Данные, извлечённые из коллекции
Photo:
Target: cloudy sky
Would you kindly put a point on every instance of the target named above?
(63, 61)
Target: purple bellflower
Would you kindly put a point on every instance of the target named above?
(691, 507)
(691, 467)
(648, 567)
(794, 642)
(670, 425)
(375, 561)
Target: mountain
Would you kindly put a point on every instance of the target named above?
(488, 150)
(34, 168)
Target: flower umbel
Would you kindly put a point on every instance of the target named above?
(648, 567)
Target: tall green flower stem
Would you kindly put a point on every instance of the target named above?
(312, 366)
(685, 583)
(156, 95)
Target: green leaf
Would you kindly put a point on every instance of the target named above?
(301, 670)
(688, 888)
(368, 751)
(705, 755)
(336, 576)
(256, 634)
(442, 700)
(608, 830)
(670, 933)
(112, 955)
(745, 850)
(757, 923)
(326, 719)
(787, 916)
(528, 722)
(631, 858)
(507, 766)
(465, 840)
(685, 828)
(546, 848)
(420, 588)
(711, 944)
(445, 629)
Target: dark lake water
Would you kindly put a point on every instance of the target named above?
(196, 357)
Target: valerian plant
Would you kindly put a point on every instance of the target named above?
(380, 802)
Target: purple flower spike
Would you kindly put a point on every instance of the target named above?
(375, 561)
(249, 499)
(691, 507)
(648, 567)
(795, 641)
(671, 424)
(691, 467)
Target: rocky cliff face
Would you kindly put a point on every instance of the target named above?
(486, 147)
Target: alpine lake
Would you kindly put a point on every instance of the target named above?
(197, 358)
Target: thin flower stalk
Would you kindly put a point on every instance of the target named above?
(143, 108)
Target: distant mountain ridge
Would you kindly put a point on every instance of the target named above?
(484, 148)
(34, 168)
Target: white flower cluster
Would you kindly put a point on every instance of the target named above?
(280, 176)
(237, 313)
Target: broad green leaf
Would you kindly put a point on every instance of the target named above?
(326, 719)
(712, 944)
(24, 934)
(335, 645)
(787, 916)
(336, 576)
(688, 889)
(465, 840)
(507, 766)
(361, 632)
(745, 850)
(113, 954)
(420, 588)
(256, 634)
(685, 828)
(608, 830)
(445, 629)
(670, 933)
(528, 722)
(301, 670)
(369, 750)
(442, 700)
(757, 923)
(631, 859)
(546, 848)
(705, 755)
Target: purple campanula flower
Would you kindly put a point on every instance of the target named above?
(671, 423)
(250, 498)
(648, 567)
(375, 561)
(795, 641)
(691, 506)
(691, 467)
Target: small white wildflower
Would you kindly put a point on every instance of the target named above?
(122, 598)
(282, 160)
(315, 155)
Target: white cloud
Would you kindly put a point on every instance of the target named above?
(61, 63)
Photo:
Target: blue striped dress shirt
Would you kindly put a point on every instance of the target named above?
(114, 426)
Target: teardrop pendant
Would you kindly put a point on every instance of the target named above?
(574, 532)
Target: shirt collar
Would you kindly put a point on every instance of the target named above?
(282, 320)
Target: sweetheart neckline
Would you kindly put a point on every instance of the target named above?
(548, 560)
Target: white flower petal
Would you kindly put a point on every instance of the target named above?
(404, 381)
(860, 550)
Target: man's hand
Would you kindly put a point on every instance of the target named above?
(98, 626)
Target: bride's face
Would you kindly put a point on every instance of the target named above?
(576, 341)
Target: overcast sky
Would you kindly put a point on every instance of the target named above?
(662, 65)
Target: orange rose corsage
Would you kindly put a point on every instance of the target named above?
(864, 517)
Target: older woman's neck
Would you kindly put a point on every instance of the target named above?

▸ **ПОЛУЧЕННЫЙ ЗАПРОС**
Пожалуйста, перепишите строки списка от строки с «Target: older woman's neck» включительно до самого конца списка, заменив в них «neck» на «shoulder». Всё остальное в этих строках оставьте без изменений.

▸ **ОТВЕТ НА УПРАЖНЕНИЕ**
Target: older woman's shoulder
Would you kindly put a point on every instance of the target named above?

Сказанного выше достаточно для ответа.